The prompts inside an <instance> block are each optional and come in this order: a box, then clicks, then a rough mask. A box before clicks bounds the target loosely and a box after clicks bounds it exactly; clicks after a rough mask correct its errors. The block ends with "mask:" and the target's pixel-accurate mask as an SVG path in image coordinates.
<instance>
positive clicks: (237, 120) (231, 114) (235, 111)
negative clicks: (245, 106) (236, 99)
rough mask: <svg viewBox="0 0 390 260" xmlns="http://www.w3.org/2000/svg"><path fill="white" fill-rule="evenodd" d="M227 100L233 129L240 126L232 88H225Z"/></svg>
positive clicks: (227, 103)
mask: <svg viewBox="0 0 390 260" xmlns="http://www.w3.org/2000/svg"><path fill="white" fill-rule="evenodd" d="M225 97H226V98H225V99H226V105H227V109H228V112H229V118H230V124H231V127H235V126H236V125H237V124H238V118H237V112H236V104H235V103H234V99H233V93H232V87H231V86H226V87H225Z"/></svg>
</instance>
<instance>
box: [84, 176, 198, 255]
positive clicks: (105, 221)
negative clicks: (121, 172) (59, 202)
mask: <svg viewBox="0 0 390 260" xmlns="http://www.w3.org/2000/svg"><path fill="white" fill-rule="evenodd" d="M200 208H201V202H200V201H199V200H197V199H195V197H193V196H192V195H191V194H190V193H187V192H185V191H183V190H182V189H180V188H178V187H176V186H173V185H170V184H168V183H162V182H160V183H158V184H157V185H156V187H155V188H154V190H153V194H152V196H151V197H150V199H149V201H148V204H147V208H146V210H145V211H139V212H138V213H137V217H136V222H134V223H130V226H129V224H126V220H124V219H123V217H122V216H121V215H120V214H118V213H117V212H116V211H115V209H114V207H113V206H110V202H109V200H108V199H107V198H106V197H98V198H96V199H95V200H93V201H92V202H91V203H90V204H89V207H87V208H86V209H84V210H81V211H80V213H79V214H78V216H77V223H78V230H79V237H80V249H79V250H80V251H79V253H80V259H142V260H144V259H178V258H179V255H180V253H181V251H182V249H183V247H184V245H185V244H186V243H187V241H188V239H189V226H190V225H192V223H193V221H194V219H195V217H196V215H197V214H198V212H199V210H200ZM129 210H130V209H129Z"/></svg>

....

◆ EXERCISE INSTRUCTIONS ◆
Keeping every character as it is, restate the lines above that run from the line with "positive clicks: (237, 120)" through the line with "positive clicks: (105, 221)", both included, and nothing else.

◆ RESPONSE AREA ◆
positive clicks: (237, 120) (231, 114) (235, 111)
negative clicks: (245, 106) (236, 99)
rough mask: <svg viewBox="0 0 390 260" xmlns="http://www.w3.org/2000/svg"><path fill="white" fill-rule="evenodd" d="M227 100L233 129L240 126L232 88H225Z"/></svg>
positive clicks: (227, 103)
mask: <svg viewBox="0 0 390 260" xmlns="http://www.w3.org/2000/svg"><path fill="white" fill-rule="evenodd" d="M225 97H226V98H225V99H226V105H227V109H228V112H229V118H230V124H231V127H235V126H236V125H237V124H238V118H237V112H236V104H235V103H234V99H233V93H232V87H231V86H226V87H225Z"/></svg>
</instance>
<instance>
box: [84, 176, 198, 255]
positive clicks: (105, 221)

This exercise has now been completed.